Print out each entry below exactly, please.

****************

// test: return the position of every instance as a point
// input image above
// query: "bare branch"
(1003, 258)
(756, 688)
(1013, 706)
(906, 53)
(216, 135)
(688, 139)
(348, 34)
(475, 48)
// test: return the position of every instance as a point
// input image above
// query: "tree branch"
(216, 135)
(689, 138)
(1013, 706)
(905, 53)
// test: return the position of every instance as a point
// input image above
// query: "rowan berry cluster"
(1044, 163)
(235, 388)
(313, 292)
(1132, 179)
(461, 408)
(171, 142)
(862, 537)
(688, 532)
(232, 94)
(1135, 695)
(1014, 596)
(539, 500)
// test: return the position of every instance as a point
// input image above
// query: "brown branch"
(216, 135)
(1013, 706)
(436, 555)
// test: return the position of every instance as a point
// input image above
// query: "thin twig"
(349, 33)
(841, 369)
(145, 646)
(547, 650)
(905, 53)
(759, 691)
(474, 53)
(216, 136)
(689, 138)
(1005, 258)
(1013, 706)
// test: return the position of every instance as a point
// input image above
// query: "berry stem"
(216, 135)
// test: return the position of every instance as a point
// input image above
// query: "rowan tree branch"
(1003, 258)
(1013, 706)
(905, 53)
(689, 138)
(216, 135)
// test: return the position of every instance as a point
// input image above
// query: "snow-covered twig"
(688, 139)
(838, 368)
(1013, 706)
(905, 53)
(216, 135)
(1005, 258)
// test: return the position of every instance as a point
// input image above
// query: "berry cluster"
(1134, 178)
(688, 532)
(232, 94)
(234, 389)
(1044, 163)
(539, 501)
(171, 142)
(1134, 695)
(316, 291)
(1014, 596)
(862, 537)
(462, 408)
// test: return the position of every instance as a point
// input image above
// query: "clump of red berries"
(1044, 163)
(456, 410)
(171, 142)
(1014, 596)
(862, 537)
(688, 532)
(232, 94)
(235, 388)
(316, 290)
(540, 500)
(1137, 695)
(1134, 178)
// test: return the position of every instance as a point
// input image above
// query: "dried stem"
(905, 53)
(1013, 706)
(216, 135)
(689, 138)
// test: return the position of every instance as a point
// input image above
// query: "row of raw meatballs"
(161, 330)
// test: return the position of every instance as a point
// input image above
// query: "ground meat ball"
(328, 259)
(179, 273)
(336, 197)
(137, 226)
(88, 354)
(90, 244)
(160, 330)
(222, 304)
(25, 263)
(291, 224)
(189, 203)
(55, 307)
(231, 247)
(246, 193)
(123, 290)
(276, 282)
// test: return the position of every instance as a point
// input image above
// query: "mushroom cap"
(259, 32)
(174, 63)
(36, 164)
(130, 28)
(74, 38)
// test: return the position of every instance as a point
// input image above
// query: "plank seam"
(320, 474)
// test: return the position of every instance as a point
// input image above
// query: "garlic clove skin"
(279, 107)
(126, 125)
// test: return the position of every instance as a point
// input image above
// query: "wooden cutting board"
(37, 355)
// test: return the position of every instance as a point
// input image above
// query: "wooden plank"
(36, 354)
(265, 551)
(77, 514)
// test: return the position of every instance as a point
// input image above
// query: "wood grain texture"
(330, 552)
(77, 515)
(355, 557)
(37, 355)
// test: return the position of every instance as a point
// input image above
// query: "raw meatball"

****************

■ FINAL ANSWER ■
// test: return the position of every instance as a point
// input image above
// query: "bare branch"
(1003, 258)
(756, 688)
(1013, 706)
(906, 53)
(216, 135)
(688, 139)
(348, 34)
(475, 48)
// test: return the position of every instance as a point
// input image above
// query: "tree branch"
(216, 135)
(689, 138)
(1013, 706)
(905, 53)
// test: return the position of every instance as a point
// input image above
// query: "rowan berry cluster"
(1044, 163)
(235, 388)
(313, 292)
(1132, 179)
(461, 408)
(171, 142)
(862, 537)
(688, 532)
(232, 94)
(1135, 695)
(1014, 596)
(539, 500)
// test: return the position of every instance as a point
// input image above
// query: "brown branch"
(216, 135)
(1013, 706)
(436, 555)
// test: return the position of every instance as a point
// input image above
// query: "thin twig"
(349, 33)
(841, 369)
(145, 646)
(547, 650)
(905, 53)
(759, 691)
(474, 53)
(216, 136)
(689, 138)
(1005, 258)
(1013, 706)
// test: return the position of every instance as a point
// input image above
// query: "berry stem"
(216, 135)
// test: return the position of every instance as a point
// input image above
// query: "rowan tree branch"
(1003, 258)
(1013, 706)
(905, 53)
(689, 138)
(216, 135)
// test: return the position of every instance as a point
// input image above
// query: "snow-covered twig"
(688, 139)
(838, 368)
(1013, 706)
(905, 53)
(216, 135)
(1005, 258)
// test: return the position of every instance as a point
// input image above
// query: "berry cluster"
(1134, 178)
(688, 532)
(232, 94)
(234, 389)
(1044, 163)
(539, 501)
(171, 142)
(1134, 695)
(316, 291)
(1014, 596)
(862, 537)
(462, 408)
// test: return the position of every instance as a point
// input image above
// query: "clump of red berries"
(1044, 163)
(456, 410)
(171, 142)
(1014, 596)
(862, 537)
(688, 532)
(232, 94)
(235, 388)
(316, 290)
(540, 500)
(1137, 695)
(1134, 178)
// test: return the position of every instance as a point
// input image above
// query: "dried stem"
(905, 53)
(1013, 706)
(216, 135)
(689, 138)
// test: return the position of every instance as a point
// input image above
// query: "row of raw meatballs"
(161, 330)
// test: return the position of every instance as a point
// input image above
// query: "ground meat ball"
(328, 259)
(179, 273)
(336, 197)
(137, 226)
(88, 354)
(90, 244)
(160, 330)
(222, 304)
(25, 263)
(291, 224)
(189, 203)
(55, 307)
(231, 247)
(246, 193)
(123, 290)
(276, 282)
// test: return the position of every instance as a point
// input image above
// query: "mushroom cap"
(259, 32)
(174, 63)
(36, 164)
(130, 28)
(74, 38)
// test: return the position of every instance as a point
// input image above
// query: "plank seam"
(320, 474)
// test: return the position of every instance as a point
// input image above
// query: "garlic clove skin"
(279, 107)
(126, 125)
// test: return the position of every instance as a point
// input image above
// query: "wooden cutting board"
(37, 355)
// test: return the position of every instance as a point
// input image above
// query: "wooden plank"
(36, 354)
(265, 551)
(77, 514)
// test: return the position of every instance as a point
// input image above
// query: "wood grain texture"
(330, 552)
(77, 515)
(355, 557)
(37, 355)
// test: return the position of every instance as a point
// input image above
// query: "raw meatball"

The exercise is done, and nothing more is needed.